TEXTAUSZUG:

================

Hexe
Eine Hexe ist im Volksglauben eine mit Zauberkräften ausgestattete, meist weibliche, heil- oder unheilbringende Person, die im Rahmen der Christianisierung häufig mit Dämonen oder dem Teufel im Bunde geglaubt wurde.
Zur Zeit der Hexenverfolgung wurde der Begriff Hexe vereinzelt als Fremdbezeichnung auf Frauen und Männer angewandt, die unter dem Vorwurf der Zauberei verfolgt wurden. Später setzte er sich, insbesondere in der wissenschaftlichen Untersuchung des Phänomens „Hexenverfolgung“, allgemein durch.
Zur Anwendung des Begriffs auf Männer als „Hexer“ oder „Hexenmeister“
Hexe
Albrecht Dürer 1491: Die vier Hexen
Die Wurzeln des deutschen Wortes Hexe finden sich nur im westgermanischen Sprachraum: mittelhochdeutsch hecse, hesse, althochdeutsch hagzissa, hagazussa, mittelniederländisch haghetisse, altenglisch haegtesse: („gespenstisches Wesen“) – im modernen Englisch verkürzt zu hag. Die genaue Wortbedeutung ist ungeklärt; der erste Bestandteil von hagazussa ist wahrscheinlich althochdeutsch hag („Zaun, Hecke, Gehege“), der zweite ist möglicherweise mit germanisch/norwegisch tysja („Elfe, böser/guter Geist“) und litauisch dvasia „Geist, Seele“ verwandt, also vermutlich ein auf Hecken oder Grenzen befindlicher Geist. Eine andere Herleitung versteht zussa als „sitzen“, so dass eine hagazusssa eine auf oder in der Hecke sitzende Person bezeichnen könnte.
Aus dieser Sicht steht kein Zweifel an der Zugehörigkeit des Begriffs zur Religion. Allerdings ist nicht nachgewiesen, dass der Begriff Hexe (bzw. dessen Vorgänger) vor der Christianisierung eine Bezeichnung für kultisch tätige Personen war. Es sind auch Menschen mit besonderem Wissen (siehe: Esoterik), niedere mythische Wesen oder Göttinnen vor- bzw. nichtchristlicher Religionen in Betracht zu ziehen.
Wenn die Begriffsintention sich auf die auf verschiedenen Seiten hängenden Beine bezieht, ließe sich der Begriff metaphorisch als Beschreibung einer Wesenheit begreifen, die mit einem Bein im Reich der Lebenden, mit dem anderen im Reich der Toten weilt. Es gibt auch die Varianten, dass der profane und der heilige Bereich hier einander gegenüber stehen und somit die Grenze bilden, oder das Diesseits und das Jenseits.

================

BEREITGESTELLTES MATERIAL:

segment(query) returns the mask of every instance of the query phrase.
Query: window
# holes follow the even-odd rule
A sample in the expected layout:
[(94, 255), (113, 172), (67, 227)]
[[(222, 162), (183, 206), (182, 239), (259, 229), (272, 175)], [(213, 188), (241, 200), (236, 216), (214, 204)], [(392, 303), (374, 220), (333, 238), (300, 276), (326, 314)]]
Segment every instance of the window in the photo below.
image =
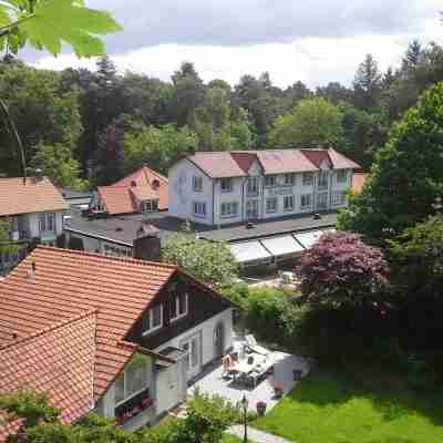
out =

================

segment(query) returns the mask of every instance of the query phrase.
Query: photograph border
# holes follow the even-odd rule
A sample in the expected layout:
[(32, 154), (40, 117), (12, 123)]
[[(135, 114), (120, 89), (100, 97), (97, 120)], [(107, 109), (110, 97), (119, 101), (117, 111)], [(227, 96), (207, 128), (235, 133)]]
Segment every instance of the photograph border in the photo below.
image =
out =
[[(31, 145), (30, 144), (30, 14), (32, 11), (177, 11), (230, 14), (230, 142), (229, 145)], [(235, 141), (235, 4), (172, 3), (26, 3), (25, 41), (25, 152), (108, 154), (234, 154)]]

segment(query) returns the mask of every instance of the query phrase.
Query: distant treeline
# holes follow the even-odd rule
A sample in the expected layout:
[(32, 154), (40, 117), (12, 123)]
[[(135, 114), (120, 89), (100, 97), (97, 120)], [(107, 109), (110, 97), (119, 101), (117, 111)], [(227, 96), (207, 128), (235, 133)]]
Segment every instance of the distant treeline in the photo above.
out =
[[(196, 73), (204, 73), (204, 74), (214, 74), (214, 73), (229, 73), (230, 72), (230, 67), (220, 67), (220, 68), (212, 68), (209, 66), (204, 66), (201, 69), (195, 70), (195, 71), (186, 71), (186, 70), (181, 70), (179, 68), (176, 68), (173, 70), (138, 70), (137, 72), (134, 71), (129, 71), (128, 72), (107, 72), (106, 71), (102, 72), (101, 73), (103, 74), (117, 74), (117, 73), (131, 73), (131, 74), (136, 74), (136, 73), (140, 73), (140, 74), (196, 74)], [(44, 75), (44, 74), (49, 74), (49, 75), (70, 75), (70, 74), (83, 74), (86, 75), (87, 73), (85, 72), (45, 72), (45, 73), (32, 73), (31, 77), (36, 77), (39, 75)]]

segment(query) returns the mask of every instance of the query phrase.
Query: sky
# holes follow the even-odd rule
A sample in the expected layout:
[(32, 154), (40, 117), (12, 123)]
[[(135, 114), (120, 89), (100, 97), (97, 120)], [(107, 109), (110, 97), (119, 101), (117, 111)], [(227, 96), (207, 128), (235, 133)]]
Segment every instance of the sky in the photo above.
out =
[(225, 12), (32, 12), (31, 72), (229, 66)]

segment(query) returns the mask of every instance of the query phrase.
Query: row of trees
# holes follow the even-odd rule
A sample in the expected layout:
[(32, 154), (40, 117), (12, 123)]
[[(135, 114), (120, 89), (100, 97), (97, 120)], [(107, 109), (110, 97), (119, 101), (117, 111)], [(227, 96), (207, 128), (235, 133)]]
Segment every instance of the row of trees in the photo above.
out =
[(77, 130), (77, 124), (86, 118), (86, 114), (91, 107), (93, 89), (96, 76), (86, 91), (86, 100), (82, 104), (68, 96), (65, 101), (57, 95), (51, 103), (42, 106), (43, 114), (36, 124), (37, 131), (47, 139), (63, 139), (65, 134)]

================

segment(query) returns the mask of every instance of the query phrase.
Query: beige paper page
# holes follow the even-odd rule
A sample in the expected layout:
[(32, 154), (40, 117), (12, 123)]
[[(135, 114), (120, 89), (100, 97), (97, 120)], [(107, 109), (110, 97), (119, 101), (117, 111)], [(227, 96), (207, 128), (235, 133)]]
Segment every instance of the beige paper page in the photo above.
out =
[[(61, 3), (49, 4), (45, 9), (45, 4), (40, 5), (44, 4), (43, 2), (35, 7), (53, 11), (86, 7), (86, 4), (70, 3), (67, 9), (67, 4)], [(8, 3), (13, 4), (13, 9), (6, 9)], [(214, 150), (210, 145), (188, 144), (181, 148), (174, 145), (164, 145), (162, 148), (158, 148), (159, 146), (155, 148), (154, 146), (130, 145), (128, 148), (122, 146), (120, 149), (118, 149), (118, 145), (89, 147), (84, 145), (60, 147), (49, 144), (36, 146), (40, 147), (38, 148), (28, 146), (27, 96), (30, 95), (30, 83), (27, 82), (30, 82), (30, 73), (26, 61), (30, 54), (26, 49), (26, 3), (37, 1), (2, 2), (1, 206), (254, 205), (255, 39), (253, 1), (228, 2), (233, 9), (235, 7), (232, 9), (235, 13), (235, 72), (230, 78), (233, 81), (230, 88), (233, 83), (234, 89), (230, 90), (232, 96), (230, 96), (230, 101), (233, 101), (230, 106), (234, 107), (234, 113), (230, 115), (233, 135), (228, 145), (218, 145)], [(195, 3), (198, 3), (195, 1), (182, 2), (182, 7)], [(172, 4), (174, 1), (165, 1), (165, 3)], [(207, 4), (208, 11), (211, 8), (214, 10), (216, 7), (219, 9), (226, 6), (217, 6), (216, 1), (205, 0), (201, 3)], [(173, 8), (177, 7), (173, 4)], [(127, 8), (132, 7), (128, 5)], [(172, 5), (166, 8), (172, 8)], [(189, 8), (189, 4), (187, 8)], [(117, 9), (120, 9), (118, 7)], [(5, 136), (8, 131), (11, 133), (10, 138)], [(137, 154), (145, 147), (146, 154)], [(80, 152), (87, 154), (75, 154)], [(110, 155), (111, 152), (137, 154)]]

================

AUFGABENSTELLUNG A: Welches althochdeutsche Wort gilt laut Textauszug als wahrscheinlicher erster Bestandteil von hagazussa?
AUFGABENSTELLUNG B: Zitieren Sie aus dem Textauszug die Passage von „Aus dieser Sicht“ bis einschließlich „und das Jenseits.“.

KORREKTES ERGEBNIS A: Das althochdeutsche hag („Zaun, Hecke, Gehege“).

KORREKTES ERGEBNIS B:
Aus dieser Sicht steht kein Zweifel an der Zugehörigkeit des Begriffs zur Religion. Allerdings ist nicht nachgewiesen, dass der Begriff Hexe (bzw. dessen Vorgänger) vor der Christianisierung eine Bezeichnung für kultisch tätige Personen war. Es sind auch Menschen mit besonderem Wissen (siehe: Esoterik), niedere mythische Wesen oder Göttinnen vor- bzw. nichtchristlicher Religionen in Betracht zu ziehen.
Wenn die Begriffsintention sich auf die auf verschiedenen Seiten hängenden Beine bezieht, ließe sich der Begriff metaphorisch als Beschreibung einer Wesenheit begreifen, die mit einem Bein im Reich der Lebenden, mit dem anderen im Reich der Toten weilt. Es gibt auch die Varianten, dass der profane und der heilige Bereich hier einander gegenüber stehen und somit die Grenze bilden, oder das Diesseits und das Jenseits.